Extract:

○ ○ ○ ○ ○

Metal-bodied: Any plastic mic is straight out the window. A mic for DJing needs a solid metal body to cut down on handling noise—the noise made as you move your hand around on it the body. In the video, I simulate that rather excessively by tapping the mics, which is obviously a no-no, but it gives you an idea of how the different bodies deal with movement and vibration.
NOTE: WHERE’S THE SM58?
I’m sure that some readers might suggest that a comparison review of dynamic mics that doesn’t feature the Shure SM58 (which runs right around $100), is as flawed as a headphone roundup with no Sennheiser HD-25s. However, we decided on sticking to four mics, in order to cover each well enough, and I don’t think there’s much new to say about a mic which has been on the market for 40 years. I’ve used an SM58 many times, and it’s a great mic, deserving of its reputation. But we wanted to check out some more recent gear here.
I approached the WM200 with a degree of skepticism. Could a $30 mic possibly be up to the job? Amazingly, yes, it is. For sure, the WM200 is easily the lightest mic in the test, and the amount of handling noise evident is much higher, as that light weight would lead you to suspect. But the build quality is decent enough, with my only qualm being the small little red on/off switch, which feels a bit more exposed and breakable than the inset switches on the AKG and Audio-Technica models. The switch also seems a little more noisy than the others, but that could just be a byproduct of the handling noise.
The sound quality is perfectly acceptable for DJing—it sounded just fine in the club and in my studio test. Numark doesn’t provide specs for it, but the sensitivity appears to be quite high, so you don’t need a lot of added gain with the WM200. That does mean a little more care needs to be taken to avoid feedback, though.
You get a lot for your $30, too: A hard plastic foam-lined case houses the WM200, a wall mount (weird), and an unbalanced XLR-jack cable. If $30 is the absolute most you can spend on a mic, or you want something to keep in your bag for emergencies, then you can’t really go wrong with the WM200. It streets ahead of the plastic junk you’ll find for at Radio Shack for $20, and held its own very well against the more expensive competition here.

○ ○ ○ ○ ○

Written problem 1:
From the microphone review, return the part that opens with the words containing "I approached the" and closes with "the handling noise.". Copy it without changing anything.

○ ○ ○ ○ ○

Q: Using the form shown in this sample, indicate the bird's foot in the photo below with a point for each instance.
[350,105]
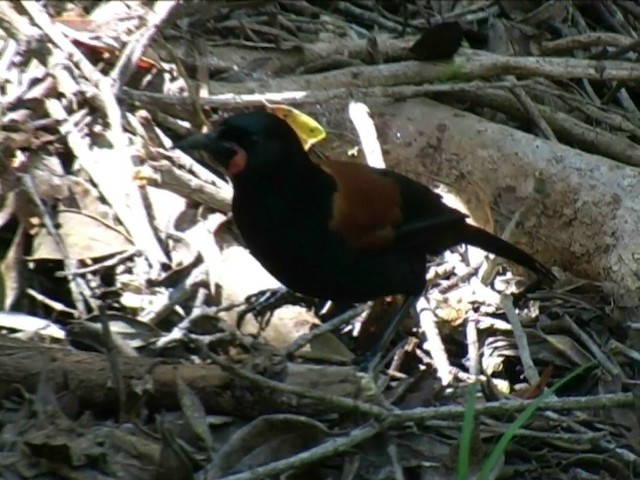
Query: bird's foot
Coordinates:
[264,303]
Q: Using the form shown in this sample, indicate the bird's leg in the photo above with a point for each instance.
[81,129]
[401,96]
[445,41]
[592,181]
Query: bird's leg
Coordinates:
[368,362]
[263,303]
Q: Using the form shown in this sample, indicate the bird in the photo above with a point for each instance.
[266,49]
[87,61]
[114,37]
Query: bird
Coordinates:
[336,230]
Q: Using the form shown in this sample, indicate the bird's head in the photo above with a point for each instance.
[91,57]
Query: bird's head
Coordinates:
[254,142]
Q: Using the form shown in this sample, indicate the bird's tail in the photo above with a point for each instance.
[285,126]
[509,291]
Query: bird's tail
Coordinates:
[491,243]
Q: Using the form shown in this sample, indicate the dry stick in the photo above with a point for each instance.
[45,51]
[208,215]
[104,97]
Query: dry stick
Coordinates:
[505,407]
[141,231]
[329,449]
[435,345]
[79,291]
[135,48]
[338,404]
[149,99]
[530,107]
[605,363]
[113,360]
[362,121]
[587,40]
[530,371]
[110,262]
[329,326]
[467,65]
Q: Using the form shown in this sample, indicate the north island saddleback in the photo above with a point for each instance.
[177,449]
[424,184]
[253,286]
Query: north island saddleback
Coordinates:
[337,230]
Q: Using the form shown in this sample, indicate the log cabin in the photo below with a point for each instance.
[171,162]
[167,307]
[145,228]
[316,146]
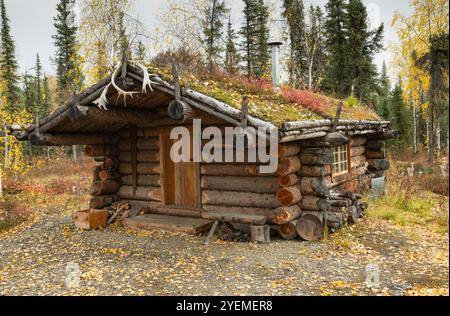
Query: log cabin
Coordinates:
[328,152]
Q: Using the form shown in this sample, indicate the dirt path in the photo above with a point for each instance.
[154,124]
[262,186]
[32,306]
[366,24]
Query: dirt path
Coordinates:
[121,262]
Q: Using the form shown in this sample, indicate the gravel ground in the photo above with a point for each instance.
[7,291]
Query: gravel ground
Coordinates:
[123,262]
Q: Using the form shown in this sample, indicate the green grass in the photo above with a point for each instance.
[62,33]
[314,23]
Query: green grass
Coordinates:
[426,210]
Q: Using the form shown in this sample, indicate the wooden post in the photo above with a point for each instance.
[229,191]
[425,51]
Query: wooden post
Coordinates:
[260,234]
[244,112]
[133,133]
[338,117]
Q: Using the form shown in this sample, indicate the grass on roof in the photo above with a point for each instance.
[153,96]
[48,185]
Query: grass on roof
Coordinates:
[285,105]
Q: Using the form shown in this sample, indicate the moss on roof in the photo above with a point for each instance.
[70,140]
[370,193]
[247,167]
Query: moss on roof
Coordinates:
[285,105]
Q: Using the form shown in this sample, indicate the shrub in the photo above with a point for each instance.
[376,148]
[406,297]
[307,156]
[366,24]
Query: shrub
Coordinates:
[352,102]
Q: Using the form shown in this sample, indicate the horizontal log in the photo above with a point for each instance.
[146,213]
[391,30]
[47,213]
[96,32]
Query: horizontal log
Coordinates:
[125,133]
[378,164]
[314,159]
[283,215]
[111,163]
[329,140]
[108,174]
[316,186]
[142,180]
[288,230]
[142,193]
[141,144]
[315,171]
[302,136]
[117,114]
[357,151]
[358,161]
[126,168]
[289,196]
[288,150]
[100,202]
[246,199]
[314,203]
[142,205]
[142,156]
[232,170]
[228,217]
[72,139]
[238,210]
[242,184]
[377,145]
[288,181]
[101,150]
[159,210]
[288,166]
[104,187]
[358,141]
[385,135]
[375,154]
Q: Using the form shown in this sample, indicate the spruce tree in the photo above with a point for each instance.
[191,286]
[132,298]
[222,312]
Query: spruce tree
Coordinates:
[38,84]
[47,100]
[29,94]
[66,58]
[294,13]
[214,14]
[336,79]
[315,47]
[255,33]
[8,65]
[399,114]
[384,89]
[140,52]
[231,54]
[361,48]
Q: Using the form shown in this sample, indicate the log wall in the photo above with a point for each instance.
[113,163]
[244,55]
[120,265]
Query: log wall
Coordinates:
[303,184]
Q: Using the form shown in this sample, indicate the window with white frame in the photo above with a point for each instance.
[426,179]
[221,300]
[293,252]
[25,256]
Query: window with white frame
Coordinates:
[341,160]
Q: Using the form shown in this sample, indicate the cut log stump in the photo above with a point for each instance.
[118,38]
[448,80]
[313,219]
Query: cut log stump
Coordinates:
[260,234]
[283,215]
[288,231]
[309,228]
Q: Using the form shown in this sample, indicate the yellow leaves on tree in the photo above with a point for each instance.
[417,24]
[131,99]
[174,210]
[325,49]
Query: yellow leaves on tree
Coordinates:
[430,17]
[12,161]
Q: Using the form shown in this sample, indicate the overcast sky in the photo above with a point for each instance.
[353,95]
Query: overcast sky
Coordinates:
[32,24]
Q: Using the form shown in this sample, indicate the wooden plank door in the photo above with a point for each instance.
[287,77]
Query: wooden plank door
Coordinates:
[181,180]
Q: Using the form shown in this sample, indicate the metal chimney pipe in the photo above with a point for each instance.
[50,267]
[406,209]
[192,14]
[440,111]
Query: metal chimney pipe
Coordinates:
[276,68]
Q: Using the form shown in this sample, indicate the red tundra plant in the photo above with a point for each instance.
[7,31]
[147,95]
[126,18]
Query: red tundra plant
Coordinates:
[307,99]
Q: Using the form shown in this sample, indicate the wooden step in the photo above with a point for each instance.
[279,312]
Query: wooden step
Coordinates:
[193,226]
[236,218]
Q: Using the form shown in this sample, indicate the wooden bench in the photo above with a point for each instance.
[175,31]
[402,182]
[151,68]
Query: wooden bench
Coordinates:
[260,232]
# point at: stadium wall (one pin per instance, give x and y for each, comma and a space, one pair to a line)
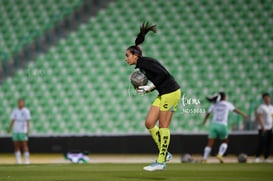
182, 143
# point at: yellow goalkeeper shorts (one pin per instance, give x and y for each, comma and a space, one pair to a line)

○ ○ ○ ○ ○

Written problem 2:
Identify every line in the rows that contains the word "metal", and copy each of those lines in full. Case counts.

Complete output 1:
I approached the WM200 with a degree of skepticism. Could a $30 mic possibly be up to the job? Amazingly, yes, it is. For sure, the WM200 is easily the lightest mic in the test, and the amount of handling noise evident is much higher, as that light weight would lead you to suspect. But the build quality is decent enough, with my only qualm being the small little red on/off switch, which feels a bit more exposed and breakable than the inset switches on the AKG and Audio-Technica models. The switch also seems a little more noisy than the others, but that could just be a byproduct of the handling noise.

Complete output 2:
Q: Using the form shown in this sample, indicate the metal chimney pipe in the photo above with a point for each instance.
Query: metal chimney pipe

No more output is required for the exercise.